## Work required:
Transcribe all of the records below line for line, omitting the pictures.

(Raw records)
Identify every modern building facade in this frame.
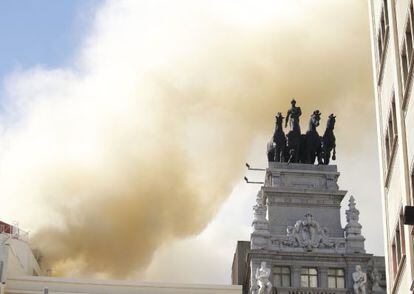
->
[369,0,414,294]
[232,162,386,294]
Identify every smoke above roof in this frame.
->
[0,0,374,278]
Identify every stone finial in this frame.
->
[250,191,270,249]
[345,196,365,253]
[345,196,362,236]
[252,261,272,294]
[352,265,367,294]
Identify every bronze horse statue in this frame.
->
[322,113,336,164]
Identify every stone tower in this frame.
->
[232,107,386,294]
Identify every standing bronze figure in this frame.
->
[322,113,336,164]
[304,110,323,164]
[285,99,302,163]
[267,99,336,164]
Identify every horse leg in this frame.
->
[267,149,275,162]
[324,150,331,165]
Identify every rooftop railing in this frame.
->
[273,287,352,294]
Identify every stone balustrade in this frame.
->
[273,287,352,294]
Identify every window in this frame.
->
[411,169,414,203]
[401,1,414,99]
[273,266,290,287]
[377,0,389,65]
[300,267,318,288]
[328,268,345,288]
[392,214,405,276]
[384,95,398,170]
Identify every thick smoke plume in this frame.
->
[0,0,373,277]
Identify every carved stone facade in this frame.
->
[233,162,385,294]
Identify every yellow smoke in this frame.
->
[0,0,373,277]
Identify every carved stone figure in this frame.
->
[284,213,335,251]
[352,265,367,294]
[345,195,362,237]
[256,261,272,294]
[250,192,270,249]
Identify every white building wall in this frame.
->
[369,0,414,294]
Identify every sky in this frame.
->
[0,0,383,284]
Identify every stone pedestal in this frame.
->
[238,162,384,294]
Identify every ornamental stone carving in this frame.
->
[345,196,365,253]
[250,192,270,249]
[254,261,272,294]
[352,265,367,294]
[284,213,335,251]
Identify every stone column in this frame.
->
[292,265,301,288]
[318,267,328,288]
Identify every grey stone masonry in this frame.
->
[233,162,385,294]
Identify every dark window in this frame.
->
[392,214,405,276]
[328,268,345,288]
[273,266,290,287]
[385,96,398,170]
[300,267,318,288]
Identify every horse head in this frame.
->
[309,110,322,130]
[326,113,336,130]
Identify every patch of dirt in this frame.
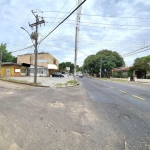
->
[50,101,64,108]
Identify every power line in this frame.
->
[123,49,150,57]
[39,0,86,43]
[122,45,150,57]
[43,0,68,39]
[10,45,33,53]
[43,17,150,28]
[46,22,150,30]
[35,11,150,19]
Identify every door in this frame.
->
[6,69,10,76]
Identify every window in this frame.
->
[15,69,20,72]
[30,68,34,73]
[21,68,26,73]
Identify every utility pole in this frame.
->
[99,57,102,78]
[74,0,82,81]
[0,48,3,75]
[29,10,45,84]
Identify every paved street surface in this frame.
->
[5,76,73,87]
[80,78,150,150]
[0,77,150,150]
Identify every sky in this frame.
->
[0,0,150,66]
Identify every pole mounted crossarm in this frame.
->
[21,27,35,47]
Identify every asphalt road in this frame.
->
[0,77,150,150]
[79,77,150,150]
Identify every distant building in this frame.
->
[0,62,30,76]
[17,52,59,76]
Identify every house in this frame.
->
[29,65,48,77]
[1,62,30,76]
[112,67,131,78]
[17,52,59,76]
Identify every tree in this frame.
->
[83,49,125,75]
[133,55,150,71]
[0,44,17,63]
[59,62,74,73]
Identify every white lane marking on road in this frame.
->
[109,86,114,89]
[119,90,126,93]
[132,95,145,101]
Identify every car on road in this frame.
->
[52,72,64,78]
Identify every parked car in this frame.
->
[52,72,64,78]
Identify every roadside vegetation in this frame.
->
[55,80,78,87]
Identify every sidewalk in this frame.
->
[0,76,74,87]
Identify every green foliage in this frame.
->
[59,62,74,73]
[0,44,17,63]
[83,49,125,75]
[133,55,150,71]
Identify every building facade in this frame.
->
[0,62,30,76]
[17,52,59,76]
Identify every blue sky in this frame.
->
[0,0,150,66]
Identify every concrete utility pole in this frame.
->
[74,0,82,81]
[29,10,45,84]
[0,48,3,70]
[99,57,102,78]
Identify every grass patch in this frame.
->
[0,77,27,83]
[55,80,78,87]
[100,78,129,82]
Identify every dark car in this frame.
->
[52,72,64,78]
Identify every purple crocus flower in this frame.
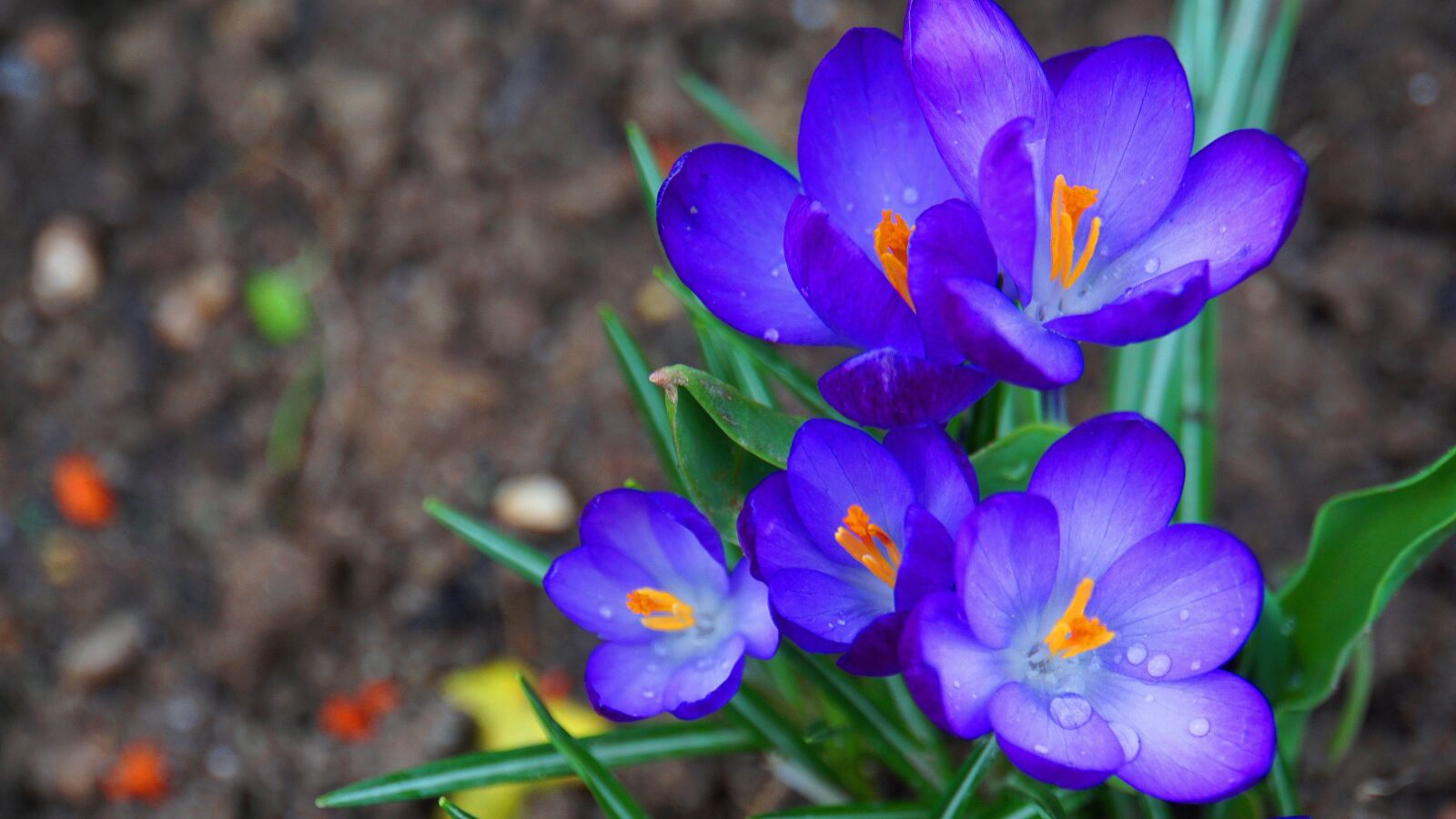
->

## Finished task:
Identify every modern building facade in this frame.
->
[369,0,414,294]
[232,162,386,294]
Identify every smoke above roof in this frame.
->
[0,0,374,278]
Identify every stone finial in this frame.
->
[250,191,270,249]
[345,196,365,253]
[345,196,362,236]
[252,261,272,294]
[352,265,367,294]
Identify every bronze horse statue in this frame.
->
[322,113,336,164]
Identify every stone tower in this frame.
->
[232,107,386,294]
Identify every standing bronze figure in this frame.
->
[322,113,336,164]
[304,110,323,164]
[285,99,302,163]
[267,99,336,164]
Identify every horse leg in this frame.
->
[267,149,275,162]
[324,150,331,165]
Identify every rooftop railing in this frame.
->
[273,287,352,294]
Identify every stone balustrade in this frame.
->
[273,287,352,294]
Identify every window in this frame.
->
[411,169,414,203]
[401,1,414,99]
[273,266,290,287]
[377,0,389,65]
[300,267,318,288]
[328,268,345,288]
[392,214,405,276]
[384,95,398,170]
Identify every thick smoke plume in this frame.
->
[0,0,373,277]
Identify every carved stone facade in this frame.
->
[233,162,385,294]
Identify every yellow smoke in this frame.
->
[0,0,373,277]
Identify every carved stone figure in this frame.
->
[284,213,335,251]
[352,265,367,294]
[345,195,362,237]
[256,261,272,294]
[250,192,270,249]
Identify every white building wall in this frame.
->
[369,0,414,294]
Identify every sky in this frame.
->
[0,0,383,284]
Identify every stone pedestal in this frame.
->
[238,162,384,294]
Identify every ornamental stone carving in this frame.
->
[345,196,365,253]
[250,192,270,249]
[254,261,272,294]
[352,265,367,294]
[284,213,335,251]
Identify every stone column in this frame.
->
[292,265,301,288]
[318,267,328,288]
Identify every grey stone masonry in this frame.
->
[233,162,385,294]
Identify every dark window in this frame.
->
[392,214,405,276]
[328,268,345,288]
[273,266,290,287]
[385,96,398,170]
[300,267,318,288]
Identify every horse head in this frame.
->
[309,110,322,130]
[326,113,336,130]
Identify every patch of dirt in this frame.
->
[50,101,64,108]
Identify every power line in this frame.
->
[123,49,150,57]
[39,0,86,43]
[122,45,150,57]
[43,0,68,39]
[10,45,33,53]
[43,17,150,28]
[46,22,150,30]
[35,11,150,19]
Identify every door in this frame.
->
[6,69,10,76]
Identify every window in this frame.
->
[15,69,20,72]
[30,68,34,73]
[21,68,26,73]
Identify every utility pole in this frame.
->
[99,57,102,78]
[74,0,82,81]
[0,48,3,75]
[29,10,45,84]
Identify every paved street surface in this frame.
->
[5,76,73,87]
[80,78,150,150]
[0,77,150,150]
Identify every sky in this frame.
->
[0,0,150,66]
Identify every pole mounted crossarm in this frame.
->
[21,27,35,47]
Identify every asphalt road in this frame.
->
[0,77,150,150]
[79,77,150,150]
Identify every distant building in this frame.
->
[0,62,30,76]
[17,52,59,76]
Identify every house in this frame.
->
[29,65,48,77]
[1,62,30,76]
[112,67,131,78]
[17,52,59,76]
Identify every tree in this frame.
->
[83,49,125,75]
[133,55,150,71]
[0,44,17,63]
[59,62,74,73]
Identify every white lane marking on road in this frame.
->
[109,86,114,89]
[119,90,126,93]
[132,95,145,101]
Identify every car on road in this frame.
->
[52,72,64,78]
Identify every parked car in this frame.
->
[52,72,64,78]
Identify every roadside vegetation in this frame.
->
[55,80,78,87]
Identify every sidewalk in this frame.
->
[0,76,74,87]
Identify every green foliage in this frame.
->
[59,62,74,73]
[0,44,17,63]
[83,49,125,75]
[133,55,150,71]
Identify every building facade in this frame.
->
[0,62,30,76]
[17,52,59,76]
Identify every blue sky in this frame.
->
[0,0,150,66]
Identify every concrete utility pole in this frame.
->
[74,0,82,81]
[29,10,45,84]
[0,48,3,70]
[99,57,102,78]
Identify every grass patch in this frame.
->
[0,77,27,83]
[55,80,78,87]
[100,78,129,82]
Identify every dark car in this frame.
->
[52,72,64,78]
Identify every purple crocus flower in this frame.
->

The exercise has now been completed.